### EXERCISE DESCRIPTION
Starting with the line containing "POINT: one per instance on the white horse" and going on through the line containing "POINT: one per instance on the horse's white", return the lines of the data below exactly, and only those.

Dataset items
☆ ☆ ☆ ☆

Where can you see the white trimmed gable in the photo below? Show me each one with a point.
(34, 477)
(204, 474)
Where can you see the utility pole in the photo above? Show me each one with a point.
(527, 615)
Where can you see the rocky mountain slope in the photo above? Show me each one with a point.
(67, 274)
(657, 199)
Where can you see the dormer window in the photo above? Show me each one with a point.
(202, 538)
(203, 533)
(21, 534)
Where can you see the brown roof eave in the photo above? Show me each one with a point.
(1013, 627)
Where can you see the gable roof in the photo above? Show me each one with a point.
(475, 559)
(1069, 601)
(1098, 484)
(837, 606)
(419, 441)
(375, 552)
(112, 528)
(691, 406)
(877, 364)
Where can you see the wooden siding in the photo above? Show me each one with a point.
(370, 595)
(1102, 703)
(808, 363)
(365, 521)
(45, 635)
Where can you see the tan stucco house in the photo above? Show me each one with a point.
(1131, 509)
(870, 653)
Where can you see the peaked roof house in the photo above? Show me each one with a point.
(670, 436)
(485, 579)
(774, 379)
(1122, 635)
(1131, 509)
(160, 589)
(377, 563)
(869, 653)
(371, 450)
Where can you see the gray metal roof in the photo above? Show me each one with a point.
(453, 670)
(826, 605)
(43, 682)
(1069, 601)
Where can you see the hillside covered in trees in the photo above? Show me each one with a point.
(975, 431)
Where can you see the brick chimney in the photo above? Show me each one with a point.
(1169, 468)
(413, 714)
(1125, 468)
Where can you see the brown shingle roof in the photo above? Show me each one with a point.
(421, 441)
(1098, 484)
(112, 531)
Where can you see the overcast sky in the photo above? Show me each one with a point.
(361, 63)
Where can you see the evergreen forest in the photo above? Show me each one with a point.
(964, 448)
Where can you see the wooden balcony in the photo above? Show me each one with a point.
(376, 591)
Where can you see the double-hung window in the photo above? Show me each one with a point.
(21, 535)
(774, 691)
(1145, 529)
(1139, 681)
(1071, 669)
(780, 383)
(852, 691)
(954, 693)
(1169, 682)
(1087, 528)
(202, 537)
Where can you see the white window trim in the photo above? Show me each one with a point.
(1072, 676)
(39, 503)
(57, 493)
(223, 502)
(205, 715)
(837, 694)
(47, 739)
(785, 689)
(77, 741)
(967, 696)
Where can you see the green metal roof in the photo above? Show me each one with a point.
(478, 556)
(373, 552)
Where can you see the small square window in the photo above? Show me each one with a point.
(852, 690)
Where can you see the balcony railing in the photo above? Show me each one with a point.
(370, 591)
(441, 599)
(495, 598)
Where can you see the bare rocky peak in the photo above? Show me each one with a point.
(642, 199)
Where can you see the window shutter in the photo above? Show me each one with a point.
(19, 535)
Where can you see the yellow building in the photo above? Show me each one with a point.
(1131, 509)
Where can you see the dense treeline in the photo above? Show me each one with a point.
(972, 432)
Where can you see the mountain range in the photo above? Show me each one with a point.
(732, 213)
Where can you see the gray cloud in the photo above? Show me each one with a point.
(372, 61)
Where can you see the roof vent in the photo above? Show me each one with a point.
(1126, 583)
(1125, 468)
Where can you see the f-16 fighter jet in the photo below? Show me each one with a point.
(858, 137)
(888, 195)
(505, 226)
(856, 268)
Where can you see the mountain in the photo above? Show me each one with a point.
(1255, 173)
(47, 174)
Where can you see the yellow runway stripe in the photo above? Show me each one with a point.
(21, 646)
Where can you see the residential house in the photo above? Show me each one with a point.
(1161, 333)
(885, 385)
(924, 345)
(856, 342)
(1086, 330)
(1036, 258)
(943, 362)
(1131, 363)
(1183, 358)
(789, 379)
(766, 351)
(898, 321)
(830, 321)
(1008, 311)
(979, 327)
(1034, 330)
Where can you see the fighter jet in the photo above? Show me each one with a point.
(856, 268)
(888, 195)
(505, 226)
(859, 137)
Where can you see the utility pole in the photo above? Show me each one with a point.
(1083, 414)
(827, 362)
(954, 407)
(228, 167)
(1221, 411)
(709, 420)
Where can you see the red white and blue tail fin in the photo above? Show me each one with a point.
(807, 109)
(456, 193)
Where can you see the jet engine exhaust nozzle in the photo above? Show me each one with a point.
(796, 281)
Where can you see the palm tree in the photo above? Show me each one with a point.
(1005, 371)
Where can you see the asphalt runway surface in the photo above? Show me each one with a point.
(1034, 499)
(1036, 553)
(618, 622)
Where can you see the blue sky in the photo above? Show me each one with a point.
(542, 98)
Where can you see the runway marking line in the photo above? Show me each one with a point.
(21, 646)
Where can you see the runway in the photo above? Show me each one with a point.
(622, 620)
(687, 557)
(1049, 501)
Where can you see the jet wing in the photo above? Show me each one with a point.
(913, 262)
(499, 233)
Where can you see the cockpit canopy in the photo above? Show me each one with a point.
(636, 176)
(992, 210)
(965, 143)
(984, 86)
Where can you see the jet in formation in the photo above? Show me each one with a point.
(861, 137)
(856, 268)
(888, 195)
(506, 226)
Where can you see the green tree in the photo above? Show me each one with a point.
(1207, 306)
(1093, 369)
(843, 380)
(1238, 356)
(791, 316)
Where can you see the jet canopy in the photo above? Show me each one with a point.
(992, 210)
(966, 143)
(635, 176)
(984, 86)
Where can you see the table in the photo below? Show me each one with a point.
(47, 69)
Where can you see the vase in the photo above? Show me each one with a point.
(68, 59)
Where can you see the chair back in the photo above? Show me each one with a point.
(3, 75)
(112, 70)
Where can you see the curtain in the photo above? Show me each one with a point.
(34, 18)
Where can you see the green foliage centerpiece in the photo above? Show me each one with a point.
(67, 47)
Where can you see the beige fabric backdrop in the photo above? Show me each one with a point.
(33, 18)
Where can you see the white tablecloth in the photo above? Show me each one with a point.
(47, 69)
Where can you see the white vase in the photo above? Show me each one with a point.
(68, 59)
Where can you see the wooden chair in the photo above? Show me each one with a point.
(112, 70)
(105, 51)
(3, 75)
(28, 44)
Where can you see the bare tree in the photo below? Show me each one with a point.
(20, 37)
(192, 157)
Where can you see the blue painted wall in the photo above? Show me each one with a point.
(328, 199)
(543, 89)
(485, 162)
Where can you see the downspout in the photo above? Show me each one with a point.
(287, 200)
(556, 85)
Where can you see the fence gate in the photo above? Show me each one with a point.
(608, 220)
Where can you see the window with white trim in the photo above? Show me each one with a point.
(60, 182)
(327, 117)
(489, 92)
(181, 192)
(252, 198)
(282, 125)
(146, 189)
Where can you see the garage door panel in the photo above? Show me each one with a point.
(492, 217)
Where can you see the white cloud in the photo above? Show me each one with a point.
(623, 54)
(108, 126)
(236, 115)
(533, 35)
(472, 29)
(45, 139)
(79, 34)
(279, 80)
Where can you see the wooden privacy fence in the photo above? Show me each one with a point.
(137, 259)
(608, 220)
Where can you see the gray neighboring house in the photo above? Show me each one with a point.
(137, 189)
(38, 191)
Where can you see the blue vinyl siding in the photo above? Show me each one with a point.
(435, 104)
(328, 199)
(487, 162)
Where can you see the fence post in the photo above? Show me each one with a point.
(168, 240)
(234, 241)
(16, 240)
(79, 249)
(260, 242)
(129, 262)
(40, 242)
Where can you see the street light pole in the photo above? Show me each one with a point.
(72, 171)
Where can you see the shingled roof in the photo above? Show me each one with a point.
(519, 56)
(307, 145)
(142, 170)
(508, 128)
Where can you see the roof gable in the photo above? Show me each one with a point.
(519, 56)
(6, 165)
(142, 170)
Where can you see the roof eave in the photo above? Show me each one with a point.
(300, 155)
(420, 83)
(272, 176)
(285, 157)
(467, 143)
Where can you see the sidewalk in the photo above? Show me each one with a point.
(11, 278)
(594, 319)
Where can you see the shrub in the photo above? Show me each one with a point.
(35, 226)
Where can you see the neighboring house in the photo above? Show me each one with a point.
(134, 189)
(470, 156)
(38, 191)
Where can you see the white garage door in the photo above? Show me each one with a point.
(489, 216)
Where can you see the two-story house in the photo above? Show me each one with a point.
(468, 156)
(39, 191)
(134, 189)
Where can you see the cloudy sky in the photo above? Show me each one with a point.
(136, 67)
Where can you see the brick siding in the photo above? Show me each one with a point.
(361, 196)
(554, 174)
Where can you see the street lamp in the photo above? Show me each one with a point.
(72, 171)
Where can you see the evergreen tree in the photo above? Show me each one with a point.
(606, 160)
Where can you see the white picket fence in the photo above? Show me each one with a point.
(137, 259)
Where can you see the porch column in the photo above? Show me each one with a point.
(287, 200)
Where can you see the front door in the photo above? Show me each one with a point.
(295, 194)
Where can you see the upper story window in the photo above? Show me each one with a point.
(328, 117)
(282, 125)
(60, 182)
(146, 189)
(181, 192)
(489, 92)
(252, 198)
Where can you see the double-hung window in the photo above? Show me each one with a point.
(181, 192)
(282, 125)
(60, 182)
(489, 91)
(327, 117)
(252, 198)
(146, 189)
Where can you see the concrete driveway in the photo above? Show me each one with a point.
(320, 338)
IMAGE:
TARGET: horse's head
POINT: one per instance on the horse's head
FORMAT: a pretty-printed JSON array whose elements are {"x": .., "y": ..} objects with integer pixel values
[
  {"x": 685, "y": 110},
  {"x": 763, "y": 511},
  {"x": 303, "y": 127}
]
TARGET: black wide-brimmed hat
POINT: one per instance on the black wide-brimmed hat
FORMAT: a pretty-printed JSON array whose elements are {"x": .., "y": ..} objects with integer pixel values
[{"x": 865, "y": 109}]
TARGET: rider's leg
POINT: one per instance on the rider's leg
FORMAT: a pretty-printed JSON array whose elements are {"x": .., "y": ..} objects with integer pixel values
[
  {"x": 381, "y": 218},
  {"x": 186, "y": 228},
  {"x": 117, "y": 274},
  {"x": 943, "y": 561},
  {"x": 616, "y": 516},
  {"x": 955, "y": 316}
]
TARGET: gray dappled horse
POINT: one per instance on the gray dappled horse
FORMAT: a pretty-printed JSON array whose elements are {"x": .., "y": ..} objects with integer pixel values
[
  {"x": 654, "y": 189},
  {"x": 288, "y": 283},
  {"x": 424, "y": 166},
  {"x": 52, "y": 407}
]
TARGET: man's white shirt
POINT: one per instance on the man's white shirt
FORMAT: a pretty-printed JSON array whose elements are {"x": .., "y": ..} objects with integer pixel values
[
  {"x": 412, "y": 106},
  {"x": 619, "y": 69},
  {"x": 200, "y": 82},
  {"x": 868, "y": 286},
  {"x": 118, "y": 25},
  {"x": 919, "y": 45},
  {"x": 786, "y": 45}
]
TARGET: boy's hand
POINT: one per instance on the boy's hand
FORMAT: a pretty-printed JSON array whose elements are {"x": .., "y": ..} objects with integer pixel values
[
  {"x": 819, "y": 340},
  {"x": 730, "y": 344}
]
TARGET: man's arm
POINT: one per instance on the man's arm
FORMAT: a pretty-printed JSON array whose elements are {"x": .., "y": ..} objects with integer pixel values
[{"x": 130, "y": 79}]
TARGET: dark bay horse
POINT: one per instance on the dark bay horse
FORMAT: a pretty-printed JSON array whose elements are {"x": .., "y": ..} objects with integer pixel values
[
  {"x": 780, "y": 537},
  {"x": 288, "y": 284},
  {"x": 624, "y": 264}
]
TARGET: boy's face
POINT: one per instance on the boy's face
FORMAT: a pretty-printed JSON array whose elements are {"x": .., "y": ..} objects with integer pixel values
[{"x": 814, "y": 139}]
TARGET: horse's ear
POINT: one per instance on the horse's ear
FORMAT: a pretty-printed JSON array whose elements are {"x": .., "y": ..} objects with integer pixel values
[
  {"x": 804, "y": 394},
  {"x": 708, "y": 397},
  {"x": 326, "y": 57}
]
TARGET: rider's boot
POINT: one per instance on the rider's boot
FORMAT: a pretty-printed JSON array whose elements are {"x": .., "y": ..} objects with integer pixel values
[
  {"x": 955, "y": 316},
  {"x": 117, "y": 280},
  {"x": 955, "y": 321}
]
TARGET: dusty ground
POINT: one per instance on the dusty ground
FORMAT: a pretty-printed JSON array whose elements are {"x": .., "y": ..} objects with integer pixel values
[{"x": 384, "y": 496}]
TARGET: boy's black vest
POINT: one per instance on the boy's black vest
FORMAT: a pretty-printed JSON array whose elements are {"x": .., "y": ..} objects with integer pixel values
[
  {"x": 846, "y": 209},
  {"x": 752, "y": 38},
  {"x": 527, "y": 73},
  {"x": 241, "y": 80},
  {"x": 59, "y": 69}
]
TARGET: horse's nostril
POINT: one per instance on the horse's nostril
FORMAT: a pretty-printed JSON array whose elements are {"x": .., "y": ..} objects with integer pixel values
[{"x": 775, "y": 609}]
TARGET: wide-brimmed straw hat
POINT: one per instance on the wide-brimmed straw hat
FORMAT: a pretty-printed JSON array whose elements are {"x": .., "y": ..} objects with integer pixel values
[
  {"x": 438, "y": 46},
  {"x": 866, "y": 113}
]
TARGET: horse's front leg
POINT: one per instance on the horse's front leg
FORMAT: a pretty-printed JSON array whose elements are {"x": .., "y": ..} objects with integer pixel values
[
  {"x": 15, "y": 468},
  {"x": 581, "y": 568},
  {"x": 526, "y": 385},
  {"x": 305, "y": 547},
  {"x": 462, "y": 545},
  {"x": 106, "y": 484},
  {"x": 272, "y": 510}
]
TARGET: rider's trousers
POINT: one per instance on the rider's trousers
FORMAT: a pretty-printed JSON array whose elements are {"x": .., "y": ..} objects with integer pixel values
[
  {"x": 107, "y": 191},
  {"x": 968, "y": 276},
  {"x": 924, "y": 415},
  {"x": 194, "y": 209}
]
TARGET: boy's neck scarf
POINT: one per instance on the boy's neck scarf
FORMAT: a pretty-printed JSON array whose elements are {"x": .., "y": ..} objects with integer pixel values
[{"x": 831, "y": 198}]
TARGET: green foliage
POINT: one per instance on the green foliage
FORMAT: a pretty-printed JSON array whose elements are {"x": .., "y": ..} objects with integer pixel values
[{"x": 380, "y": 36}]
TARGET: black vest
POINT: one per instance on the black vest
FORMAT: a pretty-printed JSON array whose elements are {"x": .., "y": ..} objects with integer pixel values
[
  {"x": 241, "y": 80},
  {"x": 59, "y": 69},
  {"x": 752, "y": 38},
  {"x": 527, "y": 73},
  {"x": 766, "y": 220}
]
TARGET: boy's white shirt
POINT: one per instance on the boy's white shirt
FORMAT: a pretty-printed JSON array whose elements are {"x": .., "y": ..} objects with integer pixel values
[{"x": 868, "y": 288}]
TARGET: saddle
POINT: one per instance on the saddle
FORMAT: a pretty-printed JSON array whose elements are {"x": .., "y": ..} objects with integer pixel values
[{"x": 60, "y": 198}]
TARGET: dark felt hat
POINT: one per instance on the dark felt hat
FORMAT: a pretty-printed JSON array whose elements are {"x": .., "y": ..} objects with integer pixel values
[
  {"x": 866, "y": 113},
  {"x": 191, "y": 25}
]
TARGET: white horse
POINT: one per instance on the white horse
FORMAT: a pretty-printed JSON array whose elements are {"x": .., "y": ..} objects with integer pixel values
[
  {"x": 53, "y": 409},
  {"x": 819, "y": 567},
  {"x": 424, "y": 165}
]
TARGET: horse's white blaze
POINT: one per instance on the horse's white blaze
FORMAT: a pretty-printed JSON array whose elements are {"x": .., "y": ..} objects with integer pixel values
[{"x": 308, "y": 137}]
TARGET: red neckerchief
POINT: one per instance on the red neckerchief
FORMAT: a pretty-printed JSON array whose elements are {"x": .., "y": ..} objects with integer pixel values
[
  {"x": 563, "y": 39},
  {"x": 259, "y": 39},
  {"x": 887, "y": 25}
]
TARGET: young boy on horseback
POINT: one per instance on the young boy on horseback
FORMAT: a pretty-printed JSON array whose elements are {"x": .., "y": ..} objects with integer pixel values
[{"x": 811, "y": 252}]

☆ ☆ ☆ ☆

### ANSWER SPACE
POINT: one per instance on the white horse
FORMAT: a pretty-printed JSON array whose elements are {"x": .., "y": ..} objects with integer pixel values
[
  {"x": 53, "y": 409},
  {"x": 819, "y": 567},
  {"x": 424, "y": 165}
]
TARGET: horse's white blaze
POINT: one per instance on the horse's white blaze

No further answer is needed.